#### DIRECTIONS FOR THIS TASK
Please print every record below exactly as it reads.

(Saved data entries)
┄┄┄┄┄┄┄┄┄┄┄┄┄┄┄┄┄┄┄┄
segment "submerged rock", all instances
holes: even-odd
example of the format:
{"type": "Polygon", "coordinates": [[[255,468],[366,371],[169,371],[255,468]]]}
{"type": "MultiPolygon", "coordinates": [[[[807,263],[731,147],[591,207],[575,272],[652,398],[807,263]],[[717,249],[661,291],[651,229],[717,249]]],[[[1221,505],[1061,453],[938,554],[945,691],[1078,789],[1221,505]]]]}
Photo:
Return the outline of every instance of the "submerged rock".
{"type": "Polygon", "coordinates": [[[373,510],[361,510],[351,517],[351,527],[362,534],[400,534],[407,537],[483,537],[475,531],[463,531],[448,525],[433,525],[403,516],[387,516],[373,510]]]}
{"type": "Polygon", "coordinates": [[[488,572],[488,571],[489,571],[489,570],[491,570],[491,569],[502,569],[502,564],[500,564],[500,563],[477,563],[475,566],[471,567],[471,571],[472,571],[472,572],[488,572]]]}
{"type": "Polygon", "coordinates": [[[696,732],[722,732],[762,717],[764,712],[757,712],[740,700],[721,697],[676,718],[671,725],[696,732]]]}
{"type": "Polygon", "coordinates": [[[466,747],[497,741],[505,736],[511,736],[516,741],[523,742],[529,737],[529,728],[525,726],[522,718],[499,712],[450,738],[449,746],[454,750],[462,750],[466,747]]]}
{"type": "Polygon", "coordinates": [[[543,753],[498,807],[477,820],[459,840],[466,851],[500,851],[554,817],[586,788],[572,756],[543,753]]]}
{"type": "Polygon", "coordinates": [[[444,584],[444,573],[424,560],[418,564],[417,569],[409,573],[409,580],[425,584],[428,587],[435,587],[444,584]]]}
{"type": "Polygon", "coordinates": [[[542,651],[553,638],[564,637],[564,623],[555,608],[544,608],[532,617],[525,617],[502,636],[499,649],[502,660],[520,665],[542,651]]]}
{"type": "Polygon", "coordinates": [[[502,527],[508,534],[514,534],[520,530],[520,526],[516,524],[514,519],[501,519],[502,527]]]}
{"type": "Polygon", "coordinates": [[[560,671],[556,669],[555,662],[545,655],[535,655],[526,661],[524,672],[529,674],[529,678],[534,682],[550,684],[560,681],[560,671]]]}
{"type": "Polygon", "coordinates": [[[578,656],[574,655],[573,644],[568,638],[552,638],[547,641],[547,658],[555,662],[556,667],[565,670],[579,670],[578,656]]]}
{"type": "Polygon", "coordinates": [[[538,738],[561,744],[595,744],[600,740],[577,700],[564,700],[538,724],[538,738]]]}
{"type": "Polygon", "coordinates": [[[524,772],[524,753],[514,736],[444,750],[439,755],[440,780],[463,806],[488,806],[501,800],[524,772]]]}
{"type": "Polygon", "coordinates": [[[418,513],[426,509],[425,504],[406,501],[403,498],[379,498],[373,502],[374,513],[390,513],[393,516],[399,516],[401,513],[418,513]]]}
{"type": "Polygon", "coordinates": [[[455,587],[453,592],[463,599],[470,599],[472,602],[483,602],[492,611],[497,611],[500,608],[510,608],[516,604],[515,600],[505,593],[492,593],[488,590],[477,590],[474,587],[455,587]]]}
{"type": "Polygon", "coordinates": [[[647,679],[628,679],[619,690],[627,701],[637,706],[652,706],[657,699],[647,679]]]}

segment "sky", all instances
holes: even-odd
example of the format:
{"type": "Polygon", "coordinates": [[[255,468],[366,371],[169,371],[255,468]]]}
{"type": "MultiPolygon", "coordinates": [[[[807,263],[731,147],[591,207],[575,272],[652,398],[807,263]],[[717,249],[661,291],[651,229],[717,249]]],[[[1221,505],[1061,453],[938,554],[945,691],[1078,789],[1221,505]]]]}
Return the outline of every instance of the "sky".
┄┄┄┄┄┄┄┄┄┄┄┄┄┄┄┄┄┄┄┄
#### THE ANSWER
segment "submerged rock", all instances
holes: even-odd
example of the format:
{"type": "Polygon", "coordinates": [[[255,468],[366,371],[169,371],[255,468]]]}
{"type": "MultiPolygon", "coordinates": [[[[807,263],[731,147],[591,207],[575,272],[652,398],[807,263]],[[717,249],[661,291],[651,229],[717,249]]],[[[1221,505],[1061,453],[938,554],[945,691],[1078,789],[1221,505]]]]}
Photo:
Return the outline of every instance of the "submerged rock".
{"type": "Polygon", "coordinates": [[[373,510],[361,510],[351,517],[351,527],[362,534],[400,534],[407,537],[483,537],[475,531],[463,531],[448,525],[433,525],[403,516],[387,516],[373,510]]]}
{"type": "Polygon", "coordinates": [[[488,572],[488,571],[489,571],[489,570],[491,570],[491,569],[502,569],[502,564],[500,564],[500,563],[477,563],[475,566],[471,567],[471,571],[472,571],[472,572],[488,572]]]}
{"type": "Polygon", "coordinates": [[[696,732],[722,732],[762,717],[764,712],[757,712],[740,700],[721,697],[676,718],[671,725],[696,732]]]}
{"type": "Polygon", "coordinates": [[[466,747],[497,741],[505,736],[511,736],[516,741],[523,742],[529,737],[529,728],[525,726],[522,718],[499,712],[450,738],[449,746],[454,750],[462,750],[466,747]]]}
{"type": "Polygon", "coordinates": [[[543,753],[498,807],[477,820],[459,840],[466,851],[500,851],[554,817],[586,788],[572,756],[543,753]]]}
{"type": "Polygon", "coordinates": [[[444,584],[444,573],[424,560],[418,564],[417,569],[409,573],[409,580],[425,584],[428,587],[435,587],[444,584]]]}
{"type": "Polygon", "coordinates": [[[542,651],[553,638],[564,637],[564,623],[555,608],[544,608],[532,617],[525,617],[502,636],[499,649],[502,660],[520,665],[542,651]]]}
{"type": "Polygon", "coordinates": [[[502,527],[508,534],[514,534],[520,530],[520,526],[516,524],[514,519],[501,519],[502,527]]]}
{"type": "Polygon", "coordinates": [[[560,671],[556,669],[555,662],[545,655],[535,655],[526,661],[524,672],[529,674],[529,678],[534,682],[550,684],[560,681],[560,671]]]}
{"type": "Polygon", "coordinates": [[[578,656],[574,655],[573,644],[568,638],[552,638],[547,641],[547,658],[555,662],[556,667],[565,670],[579,670],[578,656]]]}
{"type": "Polygon", "coordinates": [[[538,738],[561,744],[595,744],[600,740],[577,700],[564,700],[538,724],[538,738]]]}
{"type": "Polygon", "coordinates": [[[524,772],[524,753],[514,736],[444,750],[439,755],[440,780],[463,806],[488,806],[501,800],[524,772]]]}
{"type": "Polygon", "coordinates": [[[418,513],[426,509],[425,504],[406,501],[403,498],[379,498],[373,502],[374,513],[390,513],[393,516],[399,516],[401,513],[418,513]]]}
{"type": "Polygon", "coordinates": [[[455,587],[453,592],[463,599],[470,599],[472,602],[483,602],[492,611],[497,611],[500,608],[510,608],[516,604],[515,600],[505,593],[492,593],[488,590],[477,590],[474,587],[455,587]]]}
{"type": "Polygon", "coordinates": [[[647,679],[628,679],[619,690],[627,701],[637,706],[652,706],[657,699],[647,679]]]}

segment "sky", all instances
holes: even-odd
example of the format:
{"type": "Polygon", "coordinates": [[[255,468],[366,371],[169,371],[255,468]]]}
{"type": "MultiPolygon", "coordinates": [[[[807,263],[731,147],[591,207],[575,272],[652,398],[807,263]],[[717,249],[661,291],[651,229],[717,249]]],[[[1221,505],[1061,453],[938,554],[945,691],[1078,789],[1221,505]]]]}
Return the outline of every instance of the "sky".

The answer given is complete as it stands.